[START SOURCE DOCUMENT]
My nine-year-old son stared, transfixed as an artist painstakingly painted pottery with a single, nearly invisible horsehair. He stood on an open-air train car enjoying the cool, honey-scented breeze as we chugged out into the arid landscape in the shadow of the Sangre de Cristo Mountains. Then he crawled through the fireplace in a Victorian house and popped out in another dimension. And that was just in the first 24 hours of our Santa Fe family vacation.
The nation’s oldest capital city doesn’t really market itself as a family-friendly destination, but don’t let that fool you — there’s a plethora of immersive and unusual things to do in Santa Fe with kids. Many are infused with or inspired by the city’s creative traditions. This is the first UNESCO-designated Creative City in the US and it’s been a hotbed of artistic collaboration for centuries. I visited with my parents and my fourth grader to experience how this eclectic community makes art and history feel playful and provocative.
We hope you love the experiences and stays we recommend. Just so you know, Matador may collect a small commission from the links on this page if you decide to book a stay.
The city different
Northern New Mexico is a place where tradition lives close to the surface. The dusky pink tinted mountains, stark desert light, and vivid blue sky have inspired and attracted artists, builders, and dreamers for generations. The oldest colonial adobe structures in Santa Fe date back to the 1600s. But the region’s Indigenous Pueblo communities have been creating sculptures, pottery, and jewelry for thousands of years. Spanish, Mexican, and Anglo creatives added their own artistry to the mix, followed by hippies, spiritual seekers, and counter-culturalists. You can see this artistic lineage at work in Santa Fe’s 20 museums and 250 art galleries.
Santa Fe’s motto, “the city different,” is a rare thing — a marketing slogan that actually rings true. Low-slung buildings in the Pueblo Revival style seem to glow in the sunset light. Strings of chiles hang to dry against terracotta-colored walls, a timeless tableau.
[END SOURCE DOCUMENT]
[START RECORDS SUPPLIED]
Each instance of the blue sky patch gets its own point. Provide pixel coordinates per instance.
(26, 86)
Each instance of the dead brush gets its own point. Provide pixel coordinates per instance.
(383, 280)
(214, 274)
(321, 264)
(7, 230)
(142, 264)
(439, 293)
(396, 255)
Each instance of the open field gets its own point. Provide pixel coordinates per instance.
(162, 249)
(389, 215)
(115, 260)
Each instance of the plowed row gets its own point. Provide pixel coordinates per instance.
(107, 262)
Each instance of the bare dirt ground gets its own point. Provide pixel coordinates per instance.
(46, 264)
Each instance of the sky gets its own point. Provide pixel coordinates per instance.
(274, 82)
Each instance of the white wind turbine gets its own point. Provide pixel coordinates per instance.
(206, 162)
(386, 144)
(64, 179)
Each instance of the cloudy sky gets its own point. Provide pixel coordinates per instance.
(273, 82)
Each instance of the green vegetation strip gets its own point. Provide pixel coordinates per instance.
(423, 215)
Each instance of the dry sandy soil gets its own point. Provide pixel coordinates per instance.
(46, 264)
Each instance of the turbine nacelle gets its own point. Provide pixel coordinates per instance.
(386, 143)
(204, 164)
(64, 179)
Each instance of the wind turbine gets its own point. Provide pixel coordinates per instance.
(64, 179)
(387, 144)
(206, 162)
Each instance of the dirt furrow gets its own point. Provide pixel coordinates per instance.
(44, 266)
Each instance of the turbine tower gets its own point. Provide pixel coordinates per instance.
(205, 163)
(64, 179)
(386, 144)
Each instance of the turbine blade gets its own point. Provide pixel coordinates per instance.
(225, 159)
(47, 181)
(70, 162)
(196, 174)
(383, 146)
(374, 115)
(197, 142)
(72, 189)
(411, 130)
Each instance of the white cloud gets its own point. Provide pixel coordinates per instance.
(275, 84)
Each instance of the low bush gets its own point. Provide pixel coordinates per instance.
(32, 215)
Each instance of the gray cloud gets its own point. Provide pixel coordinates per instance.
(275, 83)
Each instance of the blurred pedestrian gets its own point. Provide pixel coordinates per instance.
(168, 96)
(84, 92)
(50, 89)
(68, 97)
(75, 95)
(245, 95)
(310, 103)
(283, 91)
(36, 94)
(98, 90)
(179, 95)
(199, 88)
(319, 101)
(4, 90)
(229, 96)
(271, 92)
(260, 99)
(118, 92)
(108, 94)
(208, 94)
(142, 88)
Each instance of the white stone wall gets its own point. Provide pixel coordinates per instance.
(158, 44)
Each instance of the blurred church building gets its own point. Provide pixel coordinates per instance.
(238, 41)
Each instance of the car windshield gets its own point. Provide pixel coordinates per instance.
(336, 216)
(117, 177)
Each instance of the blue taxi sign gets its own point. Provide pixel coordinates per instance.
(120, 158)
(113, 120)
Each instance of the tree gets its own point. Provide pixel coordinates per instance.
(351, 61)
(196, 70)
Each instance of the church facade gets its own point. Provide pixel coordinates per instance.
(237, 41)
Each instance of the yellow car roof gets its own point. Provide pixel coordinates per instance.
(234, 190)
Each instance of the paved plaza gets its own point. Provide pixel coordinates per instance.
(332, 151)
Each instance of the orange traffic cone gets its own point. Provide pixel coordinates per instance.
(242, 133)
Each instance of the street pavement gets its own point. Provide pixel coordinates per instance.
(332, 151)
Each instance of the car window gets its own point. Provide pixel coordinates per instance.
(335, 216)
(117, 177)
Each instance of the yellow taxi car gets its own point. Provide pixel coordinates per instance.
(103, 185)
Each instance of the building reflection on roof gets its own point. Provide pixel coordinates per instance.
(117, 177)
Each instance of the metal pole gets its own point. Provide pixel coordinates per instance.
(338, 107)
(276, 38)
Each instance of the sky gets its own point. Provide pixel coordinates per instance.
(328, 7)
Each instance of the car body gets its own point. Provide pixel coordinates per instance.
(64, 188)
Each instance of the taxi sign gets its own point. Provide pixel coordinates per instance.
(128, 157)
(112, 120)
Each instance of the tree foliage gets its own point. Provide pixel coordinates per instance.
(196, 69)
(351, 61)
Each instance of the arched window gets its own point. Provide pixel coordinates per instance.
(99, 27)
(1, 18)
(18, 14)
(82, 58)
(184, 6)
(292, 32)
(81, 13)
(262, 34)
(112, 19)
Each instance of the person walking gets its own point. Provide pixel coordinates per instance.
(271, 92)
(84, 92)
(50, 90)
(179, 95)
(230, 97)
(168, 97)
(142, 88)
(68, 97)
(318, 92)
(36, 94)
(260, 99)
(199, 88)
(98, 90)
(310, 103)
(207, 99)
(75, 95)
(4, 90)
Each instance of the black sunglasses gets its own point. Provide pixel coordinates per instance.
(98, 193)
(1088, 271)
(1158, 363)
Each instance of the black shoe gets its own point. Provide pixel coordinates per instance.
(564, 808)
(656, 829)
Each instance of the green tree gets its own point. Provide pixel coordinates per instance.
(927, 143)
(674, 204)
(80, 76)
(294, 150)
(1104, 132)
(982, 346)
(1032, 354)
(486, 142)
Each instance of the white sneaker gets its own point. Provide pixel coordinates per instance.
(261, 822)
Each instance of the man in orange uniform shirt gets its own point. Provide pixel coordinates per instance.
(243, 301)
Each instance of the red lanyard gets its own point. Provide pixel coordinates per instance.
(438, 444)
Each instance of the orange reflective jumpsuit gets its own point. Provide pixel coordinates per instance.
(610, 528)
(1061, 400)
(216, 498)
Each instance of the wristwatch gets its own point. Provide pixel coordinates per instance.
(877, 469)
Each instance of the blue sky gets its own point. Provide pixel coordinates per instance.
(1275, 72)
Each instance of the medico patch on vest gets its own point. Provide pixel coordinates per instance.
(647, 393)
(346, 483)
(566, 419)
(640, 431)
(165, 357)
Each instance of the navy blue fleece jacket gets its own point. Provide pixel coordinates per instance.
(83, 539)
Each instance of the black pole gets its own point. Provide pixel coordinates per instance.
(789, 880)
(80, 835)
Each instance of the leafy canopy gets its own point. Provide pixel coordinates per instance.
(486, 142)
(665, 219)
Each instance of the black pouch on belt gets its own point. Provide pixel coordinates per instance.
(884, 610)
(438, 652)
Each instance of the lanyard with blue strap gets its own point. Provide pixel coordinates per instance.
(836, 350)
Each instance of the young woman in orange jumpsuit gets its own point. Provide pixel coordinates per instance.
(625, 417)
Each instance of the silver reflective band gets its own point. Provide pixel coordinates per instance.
[END RECORDS SUPPLIED]
• [TASK INSTRUCTIONS]
a) In the stretch of the Santa Fe travel article from "We hope you" through "250 art galleries.", change "dreamers" to "wanderers" and give the resulting passage.
b) Identify each line of the records that contains the string "pole", and copy those lines.

• [RESPONSES TO THE TASKS]
a)
We hope you love the experiences and stays we recommend. Just so you know, Matador may collect a small commission from the links on this page if you decide to book a stay.
The city different
Northern New Mexico is a place where tradition lives close to the surface. The dusky pink tinted mountains, stark desert light, and vivid blue sky have inspired and attracted artists, builders, and wanderers for generations. The oldest colonial adobe structures in Santa Fe date back to the 1600s. But the region’s Indigenous Pueblo communities have been creating sculptures, pottery, and jewelry for thousands of years. Spanish, Mexican, and Anglo creatives added their own artistry to the mix, followed by hippies, spiritual seekers, and counter-culturalists. You can see this artistic lineage at work in Santa Fe’s 20 museums and 250 art galleries.

b)
Each instance of the metal pole gets its own point. Provide pixel coordinates per instance.
Each instance of the black pole gets its own point. Provide pixel coordinates per instance.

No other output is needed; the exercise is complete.